PAGE TEXT:
==============================

The solutions with one nation are to consider humans, the environment, and national security and to tell the truth and base our decisions on fact. Our number one policy on energy is to use the cheapest energy that is safe, reliable, responsible. That’s hydro, coal, nuclear, gas, oil. Restore competitive federalism, so the states provide a competitive basis. That is a fundamental tenet of our constitution. It’s been trashed by John Howard bringing in the national electricity market, which is a national electricity racket because it’s not a market. It is controlled by bureaucrats who make the rules to favour solar and wind. So we want to embrace coal. We never have let it go. We want to continue to embrace coal. We want to amend the national electricity market so it’s fair and realistic for all sources. Stop artificially inflating coal-fired prices. We want to end the national electricity market. It’s bullshit.
We want to develop new mines and coal-fired power stations. I’ll talk more about that in Q&A if anyone wants. We want to continue to embrace nuclear. We say to Peter Dutton, welcome to the debate on nuclear. We’ve been advocating that for years. Let’s debate it. We have 25% of the world’s uranium reserves. We export them from South Australia, maybe the territory too. We want to repeal the legislative nuclear ban. Support nuclear. We want to base decisions on facts, data, and truth, not lies and emotion. Thirdly, we want to embrace, continue to embrace true hydro, not pumped hydro. That’s garbage generally with very few exceptions, it’s garbage. But real hydro, Tully, Hells Gate, we’ve been pushing them for years. We want to phase out taxpayer funded subsidies for solar and wind. Large scale, immediately stop. Small scale houses, keep going with the subsidies until your contract runs out and then stop. We are tired of subsidising other people’s electricity for a bogus scam.

==============================

DATASET:
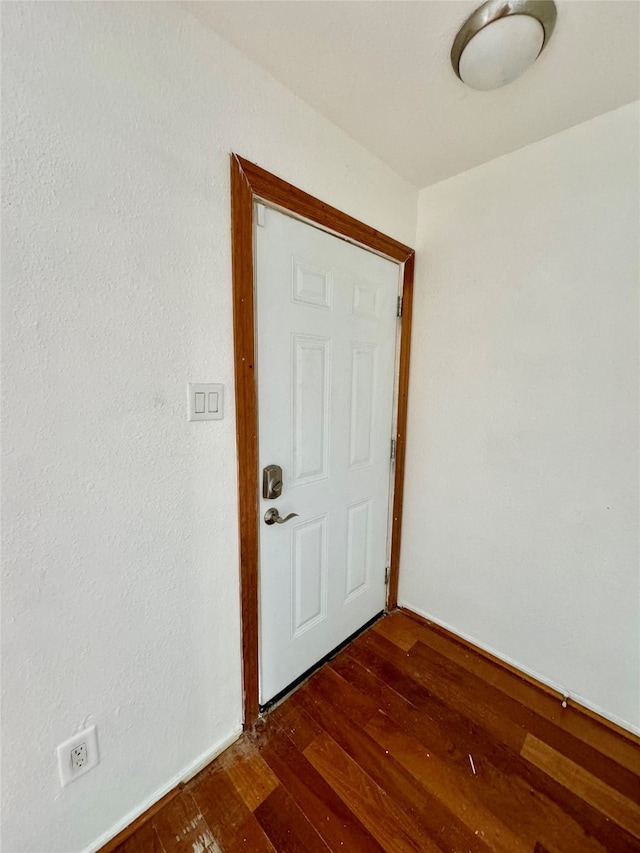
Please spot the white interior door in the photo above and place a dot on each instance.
(327, 329)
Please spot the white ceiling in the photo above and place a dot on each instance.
(381, 71)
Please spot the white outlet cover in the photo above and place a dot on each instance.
(69, 773)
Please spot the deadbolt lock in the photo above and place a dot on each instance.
(271, 482)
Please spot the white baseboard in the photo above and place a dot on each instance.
(185, 775)
(624, 724)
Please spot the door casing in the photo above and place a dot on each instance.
(250, 183)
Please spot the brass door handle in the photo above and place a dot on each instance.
(272, 516)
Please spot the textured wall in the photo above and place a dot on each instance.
(120, 567)
(521, 502)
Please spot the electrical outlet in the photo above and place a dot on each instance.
(78, 755)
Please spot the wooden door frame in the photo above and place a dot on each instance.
(248, 184)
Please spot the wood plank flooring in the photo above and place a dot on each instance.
(409, 740)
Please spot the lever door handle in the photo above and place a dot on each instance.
(272, 516)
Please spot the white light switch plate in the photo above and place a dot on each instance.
(206, 402)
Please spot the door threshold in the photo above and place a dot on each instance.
(264, 709)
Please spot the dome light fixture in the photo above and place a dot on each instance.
(500, 40)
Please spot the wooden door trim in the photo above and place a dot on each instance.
(248, 183)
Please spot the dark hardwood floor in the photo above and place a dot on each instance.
(411, 741)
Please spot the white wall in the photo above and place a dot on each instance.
(521, 503)
(120, 574)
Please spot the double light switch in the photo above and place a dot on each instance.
(205, 402)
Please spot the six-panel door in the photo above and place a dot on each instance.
(327, 327)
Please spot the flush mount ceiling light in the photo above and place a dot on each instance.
(500, 40)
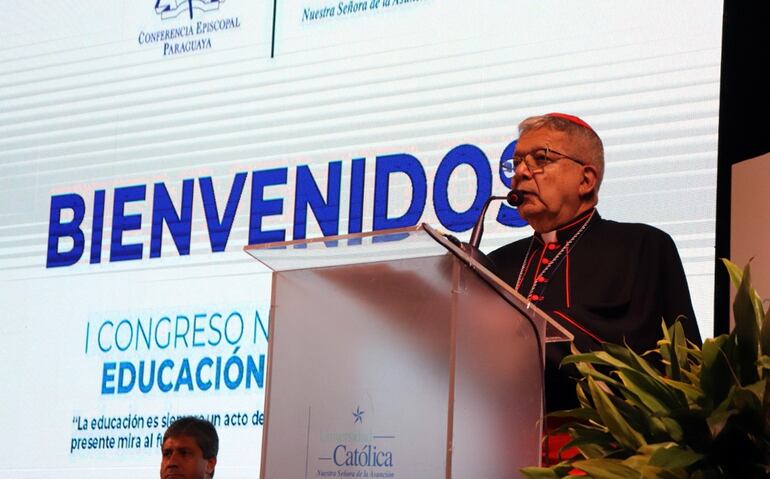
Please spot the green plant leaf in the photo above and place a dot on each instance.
(716, 377)
(618, 427)
(671, 455)
(653, 472)
(606, 469)
(764, 335)
(747, 321)
(658, 396)
(694, 394)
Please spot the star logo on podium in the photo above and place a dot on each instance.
(358, 414)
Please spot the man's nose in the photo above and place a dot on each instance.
(521, 172)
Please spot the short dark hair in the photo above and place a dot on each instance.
(201, 430)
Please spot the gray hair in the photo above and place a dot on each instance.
(578, 130)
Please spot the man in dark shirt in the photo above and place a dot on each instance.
(602, 280)
(189, 449)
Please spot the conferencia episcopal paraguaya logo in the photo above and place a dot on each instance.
(188, 26)
(173, 8)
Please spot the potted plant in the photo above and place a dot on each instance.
(707, 416)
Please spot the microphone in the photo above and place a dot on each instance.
(514, 198)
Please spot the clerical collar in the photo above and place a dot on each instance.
(568, 230)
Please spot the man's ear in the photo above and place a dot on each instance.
(211, 463)
(589, 181)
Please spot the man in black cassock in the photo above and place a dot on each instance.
(602, 280)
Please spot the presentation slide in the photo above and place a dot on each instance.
(144, 143)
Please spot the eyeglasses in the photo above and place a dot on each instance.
(535, 160)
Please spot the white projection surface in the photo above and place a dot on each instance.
(144, 143)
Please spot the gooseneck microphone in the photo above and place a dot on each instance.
(514, 198)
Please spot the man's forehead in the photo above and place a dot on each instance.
(180, 442)
(542, 137)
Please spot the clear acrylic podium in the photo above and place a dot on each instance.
(394, 354)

==============================

YOUR GOAL:
Answer from the energy policy text:
1. Which energy sources does it name as the cheapest that is safe, reliable, responsible?
2. What share of the world's uranium reserves does it say "we have"?
3. Which two real hydro projects does it mention by name?
Rely only on the text, not on the records.

RESULT BELOW:
1. Hydro, coal, nuclear, gas and oil.
2. 25%.
3. Tully and Hells Gate.